TAREFAS A REALIZAR
[1] Resuma em duas frases o texto sobre Jesus e as mulheres.
[2] Prossiga com o texto sobre Jesus e as mulheres a partir do ponto em que ele termina.

TEXTO FORNECIDO
┏━━

Jesus nunca foi misógino. Não só não discriminou as
mulheres, como as valorizou.
"Afastadas dos problemas sociais, excluídas
da vida pública, as mulheres eram grandes perdedoras na sociedade judaica do
tempo de Jesus. Por isso não deixa de surpreender a 'ousadia' do Mestre, que contava com algumas no grupo
itinerante dos seus discípulos". Esta afirmação foi feita por Ariel
Álvarez Valdés, doutor em Teologia Bíblica, Santiago del Estero, Argentina e
contida num artigo publicado na revista Mensaje.
Se Jesus veio anunciar o grande mandamento do amor, essência
da salvação, não poderia, em caso algum, discriminar alguém. Amar o próximo
como a nós mesmos não é uma mensagem dirigida somente aos homens, aos crentes,
aos discípulos, aos piedosos… Não! É uma mensagem dirigida a toda a humanidade:
Homens, mulheres, fiéis, crentes e não crentes, pagãos, judeus, gentios,
estrangeiros, amigos e inimigos… Dirigida a todos. E, ao longo da sua vida,
demonstrou isso mesmo.
Durante sua vida, Jesus configurou um novo tipo de
discipulado itinerante. Mas sua atitude mais inovadora e audaz foi a de ter
admitido mulheres nesse grupo, que viajavam com ele, compartilhando essas
instruções.
Na sua época, as mulheres não gozavam de tais liberdades.
Não era bem visto que tivessem tratamento directo com outros homens que não
fossem seus familiares. E, quando iam ao templo, com motivo de uma festa
religiosa, não podiam ingressar no pátio onde estavam os homens, devendo
permanecer num claustro exclusivo. Também quando iam rezar nas sinagogas,
permaneciam separadas dos homens.
Afastadas dos problemas sociais, excluídas da vida pública,
separadas dos debates religiosos, sem concorrência em questões políticas, eram
as grandes perdedoras na sociedade judia dos tempos de Jesus. Sua função se
reduzia ao cuidado da casa e dos filhos. Por isso não deixa de surpreender a
ousadia do Mestre de Nazaré.
Eis algumas das mulheres mais importantes na vida de Jesus:
- Maria de Nazaré, de mãe a discípula. Aquele hino – o Magnificat –, que Maria de
Nazaré recita quando visita a prima Isabel, depois de ambas ficarem grávidas,
diz: “A minha alma glorifica o Senhor e o
meu espírito se alegra em Deus, meu Salvador. Porque pôs os olhos na humildade
da sua serva. (…) Derrubou os poderosos de seus tronos e exaltou os humildes.

┗━━

TRECHOS DOS REGISTROS
┏━━

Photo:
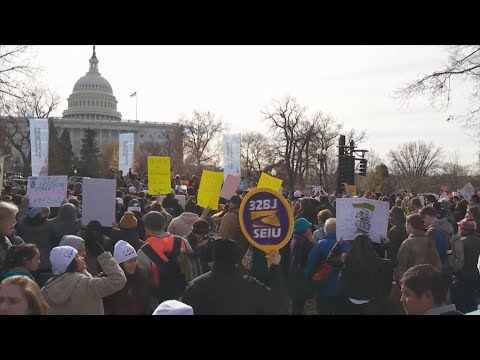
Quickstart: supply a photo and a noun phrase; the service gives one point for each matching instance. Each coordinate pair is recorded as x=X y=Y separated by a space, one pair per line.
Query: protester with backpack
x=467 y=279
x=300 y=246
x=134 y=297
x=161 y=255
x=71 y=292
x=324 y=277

┗━━
┏━━

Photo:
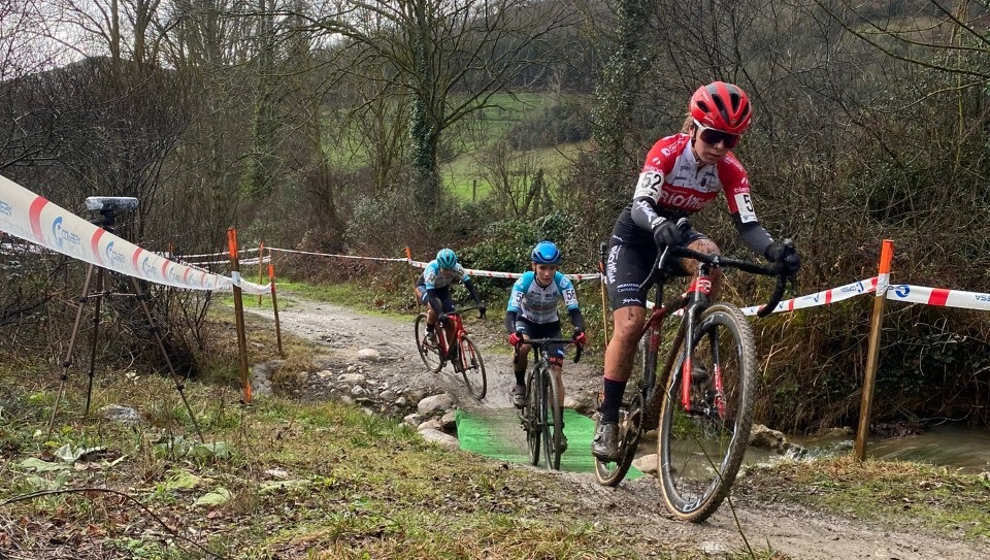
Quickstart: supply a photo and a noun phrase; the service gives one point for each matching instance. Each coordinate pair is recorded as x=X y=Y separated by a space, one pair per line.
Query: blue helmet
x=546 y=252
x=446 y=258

┗━━

RESULTADOS DAS TAREFAS
[1] Jesus não discriminou as mulheres, mas valorizou-as, e sua atitude mais inovadora e audaz foi admiti-las no grupo itinerante dos seus discípulos. Essa ousadia surpreende porque, na sociedade judaica do seu tempo, as mulheres eram excluídas da vida pública e dos debates religiosos, ficavam separadas dos homens no templo e nas sinagogas e tinham sua função reduzida ao cuidado da casa e dos filhos.

[2]
Aos famintos encheu de bens e aos ricos despediu de mãos vazias (…)”, é,
sem dúvida (como o refere Isabel Gómez Acebo), o “texto mais revolucionário”
que se poderia cantar. Há uma linha de pensamento no catolicismo que fala do
silêncio de Maria (não convinha…), mas ela questiona muito: quando faz
perguntas ao anjo na anunciação, no Magnificat ou quando diz ao filho, nas
bodas de Caná – a auto-revelação de Jesus –, que "não há vinho…!"É,
de facto, uma personalidade muito marcante.
- Maria Madalena, a apóstola dos apóstolos. “Quem foi, de facto,
Maria Madalena: uma pecadora arrependida, uma discípula predilecta, a enviada
(apóstola) a anunciar a ressurreição, a esposa de Jesus?”
Foi o Papa Gregório Magno (590-604) que, num sermão de
Páscoa, identificou Maria Madalena, Maria de Betânia e a pecadora que unge
Jesus com o perfume como a mesma mulher. Nada mais errado, pois os evangelhos
são claros em distinguir três pessoas diferentes.
Natural de Magdala, pequena cidade da Galileia, Maria é
referida nos evangelhos como alguém que, a
par de outras mulheres, cuidava de Jesus e colocara os seus bens ao serviço
do grupo. O facto “sugere que Maria
Madalena era uma pessoa com recursos, que ofereceu a sua devoção a Jesus, que a
curara” de “sete demónios”, nota
Geza Vermes, que dirige o Centro de Estudos Hebraicos de Oxford. “Não me importa de que cor era o amor que ela
tinha, o que interessa é que era tão grande que mudou a sua vida.”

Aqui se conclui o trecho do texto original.